------ EXERCISE PASSAGE
Sunday, August 19, 2012

In Our Night Kitchen

I feel like when you're arguing with a person with dementia (and it just may be my person with dementia, I don't know) that you are arguing with all the people they ever were, only each is closer to the surface than ever:  When she's battling with me over food (again) because she can't remember the last time she ate (even though it was less than three hours ago), I can sort of see her in so many stages of her life:

She's like a newborn, who's crying because it is hungry, and doesn't know how to stop that feeling.  And like a two year old, who wants to eat something, but when you ask what, can only say "Food!" and shakes her head in derision at every option you offer.  And like a teenager who manages to notch the arrow most closely to your heart while being completely absurd at the same time: "You want me to starve because you want to get rid of me, don't you?"  And like a wife who has never lost an argument ("Well, you just have an answer for everything, don't you?");  and a mother who brooks no nonsense ("If I've told you once that I can't eat eggs because of my cholesterol, I must have told you a hundred times: why can't you remember that simple fact???"); and the completely independent human being she is used to being ("Well, I'll just make it myself then!"). 

Plus you get the added bonuses of the paranoia ("You're trying to drive me crazy by changing all the clocks and writing down food that I haven't eaten"), and the confusion that comes from not being able to hear half of the things you're saying, and creating the other half out of whole cloth (I suggest toast with jam and butter, she hears peanut butter and jelly, which she hates with a passion and goes on a rant about how I only offer her things she'd never eat), but those are just the extra fun-features.
------------
▸ **SET OF TASKS**:
A - Answer these questions from the post on dementia, one line each:
(i) How long ago did she actually last eat?
(ii) What reason does she give for not eating eggs?
(iii) What does she hear when toast with jam and butter is suggested?
B - Please reproduce the part of the post on dementia starting at "Plus you get" and ending at "the extra fun-features.".
The records have no connection to the text.
------ SUPPLIED MATERIAL
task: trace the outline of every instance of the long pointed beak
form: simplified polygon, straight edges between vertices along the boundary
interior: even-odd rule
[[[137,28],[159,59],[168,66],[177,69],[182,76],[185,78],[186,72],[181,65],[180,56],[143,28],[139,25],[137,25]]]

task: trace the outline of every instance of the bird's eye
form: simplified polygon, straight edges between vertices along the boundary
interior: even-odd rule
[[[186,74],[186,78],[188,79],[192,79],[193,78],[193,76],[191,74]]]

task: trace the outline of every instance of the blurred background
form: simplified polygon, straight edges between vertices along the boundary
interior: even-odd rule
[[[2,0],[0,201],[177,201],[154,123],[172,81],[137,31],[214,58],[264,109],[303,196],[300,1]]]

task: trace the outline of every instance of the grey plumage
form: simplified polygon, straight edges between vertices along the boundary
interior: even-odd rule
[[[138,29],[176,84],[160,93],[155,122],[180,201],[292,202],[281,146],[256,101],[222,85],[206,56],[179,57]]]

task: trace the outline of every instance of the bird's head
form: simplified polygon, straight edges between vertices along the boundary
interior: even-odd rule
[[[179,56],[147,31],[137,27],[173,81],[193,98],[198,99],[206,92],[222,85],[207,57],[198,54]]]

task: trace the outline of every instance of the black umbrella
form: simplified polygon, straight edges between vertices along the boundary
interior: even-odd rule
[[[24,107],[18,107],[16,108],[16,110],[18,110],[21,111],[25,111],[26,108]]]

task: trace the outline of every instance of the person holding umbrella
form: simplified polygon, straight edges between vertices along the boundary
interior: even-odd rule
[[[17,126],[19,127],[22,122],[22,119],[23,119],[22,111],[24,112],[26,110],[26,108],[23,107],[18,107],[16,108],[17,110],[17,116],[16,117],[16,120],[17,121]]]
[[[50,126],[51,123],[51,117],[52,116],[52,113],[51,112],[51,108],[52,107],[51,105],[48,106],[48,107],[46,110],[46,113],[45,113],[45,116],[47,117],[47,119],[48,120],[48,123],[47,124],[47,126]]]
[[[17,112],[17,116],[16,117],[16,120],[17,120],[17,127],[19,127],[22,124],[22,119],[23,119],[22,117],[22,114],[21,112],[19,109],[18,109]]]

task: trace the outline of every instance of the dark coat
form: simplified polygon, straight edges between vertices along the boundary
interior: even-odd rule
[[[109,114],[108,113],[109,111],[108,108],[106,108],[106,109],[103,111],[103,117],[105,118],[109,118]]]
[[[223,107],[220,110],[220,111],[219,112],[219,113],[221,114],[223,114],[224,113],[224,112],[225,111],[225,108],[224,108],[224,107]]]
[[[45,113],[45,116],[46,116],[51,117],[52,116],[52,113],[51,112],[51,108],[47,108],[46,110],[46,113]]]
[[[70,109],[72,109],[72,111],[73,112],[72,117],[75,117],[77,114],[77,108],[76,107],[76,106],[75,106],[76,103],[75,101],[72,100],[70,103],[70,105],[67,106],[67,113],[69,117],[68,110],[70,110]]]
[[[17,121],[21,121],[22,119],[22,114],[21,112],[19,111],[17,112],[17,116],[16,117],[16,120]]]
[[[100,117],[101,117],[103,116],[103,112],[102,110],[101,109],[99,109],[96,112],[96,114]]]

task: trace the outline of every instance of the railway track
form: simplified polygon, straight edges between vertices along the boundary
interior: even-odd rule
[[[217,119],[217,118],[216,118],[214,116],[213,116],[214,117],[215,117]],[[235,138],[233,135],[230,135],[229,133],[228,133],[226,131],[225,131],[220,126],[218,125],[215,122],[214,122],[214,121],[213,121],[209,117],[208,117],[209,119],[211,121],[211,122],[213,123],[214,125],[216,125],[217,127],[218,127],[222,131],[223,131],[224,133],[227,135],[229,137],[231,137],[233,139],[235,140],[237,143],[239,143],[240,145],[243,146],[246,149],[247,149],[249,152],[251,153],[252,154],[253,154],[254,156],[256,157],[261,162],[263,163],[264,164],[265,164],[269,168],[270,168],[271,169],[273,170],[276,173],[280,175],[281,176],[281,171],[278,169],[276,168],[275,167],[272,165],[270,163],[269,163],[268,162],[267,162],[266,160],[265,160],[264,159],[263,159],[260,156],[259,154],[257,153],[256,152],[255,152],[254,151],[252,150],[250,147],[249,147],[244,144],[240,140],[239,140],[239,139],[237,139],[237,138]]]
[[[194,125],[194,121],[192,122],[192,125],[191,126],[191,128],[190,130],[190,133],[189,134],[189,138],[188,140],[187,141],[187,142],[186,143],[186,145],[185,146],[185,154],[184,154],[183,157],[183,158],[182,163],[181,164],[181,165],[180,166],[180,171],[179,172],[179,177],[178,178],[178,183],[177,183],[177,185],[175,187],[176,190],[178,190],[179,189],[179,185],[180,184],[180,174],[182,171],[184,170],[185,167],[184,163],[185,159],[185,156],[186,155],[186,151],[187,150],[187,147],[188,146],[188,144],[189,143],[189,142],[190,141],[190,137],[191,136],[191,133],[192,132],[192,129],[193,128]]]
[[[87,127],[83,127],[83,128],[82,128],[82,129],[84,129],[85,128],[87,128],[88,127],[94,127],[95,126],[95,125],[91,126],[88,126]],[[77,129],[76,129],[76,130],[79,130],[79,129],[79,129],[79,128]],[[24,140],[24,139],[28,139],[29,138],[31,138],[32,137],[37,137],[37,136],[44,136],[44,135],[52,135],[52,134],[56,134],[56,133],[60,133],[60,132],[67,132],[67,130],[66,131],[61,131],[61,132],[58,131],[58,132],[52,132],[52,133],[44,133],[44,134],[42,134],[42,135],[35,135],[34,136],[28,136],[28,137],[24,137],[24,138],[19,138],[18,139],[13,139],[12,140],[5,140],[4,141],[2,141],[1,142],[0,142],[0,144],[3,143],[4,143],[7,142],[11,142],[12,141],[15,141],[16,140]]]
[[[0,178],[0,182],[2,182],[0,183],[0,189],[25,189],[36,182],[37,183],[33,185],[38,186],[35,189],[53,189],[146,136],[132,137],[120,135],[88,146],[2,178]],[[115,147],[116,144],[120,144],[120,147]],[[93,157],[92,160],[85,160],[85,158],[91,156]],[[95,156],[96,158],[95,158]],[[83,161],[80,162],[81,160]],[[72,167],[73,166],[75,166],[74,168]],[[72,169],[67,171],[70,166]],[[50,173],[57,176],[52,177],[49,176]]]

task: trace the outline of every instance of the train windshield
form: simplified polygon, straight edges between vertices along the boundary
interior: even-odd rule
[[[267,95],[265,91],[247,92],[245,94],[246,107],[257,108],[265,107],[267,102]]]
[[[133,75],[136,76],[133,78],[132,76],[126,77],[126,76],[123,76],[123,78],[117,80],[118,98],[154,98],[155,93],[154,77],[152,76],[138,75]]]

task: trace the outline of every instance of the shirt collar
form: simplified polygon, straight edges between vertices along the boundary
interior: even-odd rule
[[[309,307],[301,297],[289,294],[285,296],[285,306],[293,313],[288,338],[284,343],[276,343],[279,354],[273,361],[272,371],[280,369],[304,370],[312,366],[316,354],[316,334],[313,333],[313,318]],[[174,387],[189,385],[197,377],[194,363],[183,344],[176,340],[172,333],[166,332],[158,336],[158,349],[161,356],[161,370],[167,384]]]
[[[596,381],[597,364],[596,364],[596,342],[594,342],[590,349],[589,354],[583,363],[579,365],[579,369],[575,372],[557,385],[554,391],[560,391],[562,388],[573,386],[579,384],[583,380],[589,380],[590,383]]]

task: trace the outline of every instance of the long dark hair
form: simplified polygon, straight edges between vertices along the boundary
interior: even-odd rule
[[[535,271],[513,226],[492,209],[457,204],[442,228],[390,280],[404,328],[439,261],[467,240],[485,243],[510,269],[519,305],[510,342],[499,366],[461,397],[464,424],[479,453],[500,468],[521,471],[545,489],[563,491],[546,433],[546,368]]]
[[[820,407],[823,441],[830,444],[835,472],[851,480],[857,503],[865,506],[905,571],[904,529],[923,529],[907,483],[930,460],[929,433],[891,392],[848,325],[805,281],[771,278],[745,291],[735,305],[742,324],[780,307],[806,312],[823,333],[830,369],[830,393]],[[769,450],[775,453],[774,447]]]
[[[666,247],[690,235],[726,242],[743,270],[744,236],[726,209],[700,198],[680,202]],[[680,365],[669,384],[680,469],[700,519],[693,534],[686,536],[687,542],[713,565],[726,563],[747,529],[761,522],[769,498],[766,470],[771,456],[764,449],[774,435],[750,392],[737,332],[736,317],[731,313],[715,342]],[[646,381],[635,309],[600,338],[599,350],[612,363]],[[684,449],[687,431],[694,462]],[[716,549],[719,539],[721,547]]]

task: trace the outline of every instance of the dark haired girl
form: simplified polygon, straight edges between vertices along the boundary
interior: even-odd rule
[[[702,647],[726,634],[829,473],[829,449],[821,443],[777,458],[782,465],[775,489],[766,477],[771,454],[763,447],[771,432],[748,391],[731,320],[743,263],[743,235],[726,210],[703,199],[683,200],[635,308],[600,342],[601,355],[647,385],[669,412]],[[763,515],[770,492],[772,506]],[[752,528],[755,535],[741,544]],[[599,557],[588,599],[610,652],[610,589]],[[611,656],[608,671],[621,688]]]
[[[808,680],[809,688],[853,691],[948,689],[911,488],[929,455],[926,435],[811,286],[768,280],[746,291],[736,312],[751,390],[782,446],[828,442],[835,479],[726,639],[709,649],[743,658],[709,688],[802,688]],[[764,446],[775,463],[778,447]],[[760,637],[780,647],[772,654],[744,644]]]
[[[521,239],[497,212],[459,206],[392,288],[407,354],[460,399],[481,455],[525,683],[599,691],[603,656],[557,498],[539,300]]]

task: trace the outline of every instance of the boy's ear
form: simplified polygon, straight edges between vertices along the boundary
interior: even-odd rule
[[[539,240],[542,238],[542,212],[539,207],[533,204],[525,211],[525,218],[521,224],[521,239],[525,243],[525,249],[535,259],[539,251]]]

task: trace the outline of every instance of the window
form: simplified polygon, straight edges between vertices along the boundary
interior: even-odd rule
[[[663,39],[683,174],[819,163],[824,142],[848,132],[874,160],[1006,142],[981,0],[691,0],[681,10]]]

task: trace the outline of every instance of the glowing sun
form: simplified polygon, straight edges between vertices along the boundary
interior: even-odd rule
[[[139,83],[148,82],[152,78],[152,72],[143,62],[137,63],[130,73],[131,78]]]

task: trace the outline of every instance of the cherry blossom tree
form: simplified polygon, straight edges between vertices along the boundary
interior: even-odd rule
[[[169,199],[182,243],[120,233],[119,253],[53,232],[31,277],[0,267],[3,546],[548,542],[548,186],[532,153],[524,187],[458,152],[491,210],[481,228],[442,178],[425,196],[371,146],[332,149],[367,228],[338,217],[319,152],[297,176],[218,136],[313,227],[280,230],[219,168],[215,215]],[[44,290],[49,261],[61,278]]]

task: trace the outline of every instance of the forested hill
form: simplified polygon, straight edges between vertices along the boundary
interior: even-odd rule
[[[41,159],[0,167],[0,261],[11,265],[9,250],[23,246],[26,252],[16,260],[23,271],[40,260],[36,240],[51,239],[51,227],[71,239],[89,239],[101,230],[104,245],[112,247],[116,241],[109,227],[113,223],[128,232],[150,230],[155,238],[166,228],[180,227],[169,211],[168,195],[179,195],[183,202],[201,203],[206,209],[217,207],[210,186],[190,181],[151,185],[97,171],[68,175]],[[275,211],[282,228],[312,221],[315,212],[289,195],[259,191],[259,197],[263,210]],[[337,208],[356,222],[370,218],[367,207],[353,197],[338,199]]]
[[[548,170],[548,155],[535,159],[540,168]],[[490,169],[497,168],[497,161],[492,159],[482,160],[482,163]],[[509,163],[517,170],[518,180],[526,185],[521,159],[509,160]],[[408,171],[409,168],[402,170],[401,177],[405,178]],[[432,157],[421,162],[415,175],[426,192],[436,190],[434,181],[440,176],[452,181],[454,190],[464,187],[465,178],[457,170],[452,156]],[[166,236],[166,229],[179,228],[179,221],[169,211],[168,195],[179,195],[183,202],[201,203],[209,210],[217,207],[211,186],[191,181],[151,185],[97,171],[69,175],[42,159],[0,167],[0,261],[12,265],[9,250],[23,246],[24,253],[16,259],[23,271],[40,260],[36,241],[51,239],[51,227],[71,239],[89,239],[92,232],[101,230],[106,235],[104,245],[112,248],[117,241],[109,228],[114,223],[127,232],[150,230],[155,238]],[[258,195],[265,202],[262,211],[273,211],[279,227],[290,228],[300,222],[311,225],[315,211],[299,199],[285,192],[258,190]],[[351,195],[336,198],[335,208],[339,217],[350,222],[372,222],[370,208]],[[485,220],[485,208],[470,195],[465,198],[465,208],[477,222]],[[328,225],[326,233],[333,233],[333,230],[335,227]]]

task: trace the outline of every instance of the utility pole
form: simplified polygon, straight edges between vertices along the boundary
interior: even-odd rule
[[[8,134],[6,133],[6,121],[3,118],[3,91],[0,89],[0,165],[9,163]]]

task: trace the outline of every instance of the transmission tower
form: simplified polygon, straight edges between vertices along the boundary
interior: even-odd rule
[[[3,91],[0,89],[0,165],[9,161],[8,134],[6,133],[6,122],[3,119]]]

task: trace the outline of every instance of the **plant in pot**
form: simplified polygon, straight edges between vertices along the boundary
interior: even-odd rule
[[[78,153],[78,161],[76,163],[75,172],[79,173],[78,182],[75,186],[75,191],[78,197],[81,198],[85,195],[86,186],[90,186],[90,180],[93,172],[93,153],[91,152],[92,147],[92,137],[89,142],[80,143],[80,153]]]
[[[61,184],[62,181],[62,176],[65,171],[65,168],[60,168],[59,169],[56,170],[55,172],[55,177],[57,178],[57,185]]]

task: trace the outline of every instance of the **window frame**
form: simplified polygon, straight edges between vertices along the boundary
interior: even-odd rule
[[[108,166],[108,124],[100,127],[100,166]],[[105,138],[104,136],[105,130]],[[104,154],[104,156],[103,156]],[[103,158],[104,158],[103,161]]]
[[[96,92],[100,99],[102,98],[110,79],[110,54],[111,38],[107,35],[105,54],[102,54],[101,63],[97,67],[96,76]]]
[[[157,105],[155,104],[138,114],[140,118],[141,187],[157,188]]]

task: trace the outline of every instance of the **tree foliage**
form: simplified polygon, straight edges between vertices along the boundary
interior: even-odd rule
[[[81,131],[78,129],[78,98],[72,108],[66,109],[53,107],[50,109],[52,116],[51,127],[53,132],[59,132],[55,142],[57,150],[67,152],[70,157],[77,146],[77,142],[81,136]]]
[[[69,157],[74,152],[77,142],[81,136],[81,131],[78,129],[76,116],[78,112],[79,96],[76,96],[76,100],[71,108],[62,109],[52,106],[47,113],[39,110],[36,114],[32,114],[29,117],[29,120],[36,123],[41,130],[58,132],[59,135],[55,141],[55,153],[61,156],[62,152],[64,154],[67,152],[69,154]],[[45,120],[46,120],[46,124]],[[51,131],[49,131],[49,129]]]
------------
▸ **YOUR RESPONSES**:
A -
(i) Less than three hours ago.
(ii) Her cholesterol.
(iii) Peanut butter and jelly.

B -
Plus you get the added bonuses of the paranoia ("You're trying to drive me crazy by changing all the clocks and writing down food that I haven't eaten"), and the confusion that comes from not being able to hear half of the things you're saying, and creating the other half out of whole cloth (I suggest toast with jam and butter, she hears peanut butter and jelly, which she hates with a passion and goes on a rant about how I only offer her things she'd never eat), but those are just the extra fun-features.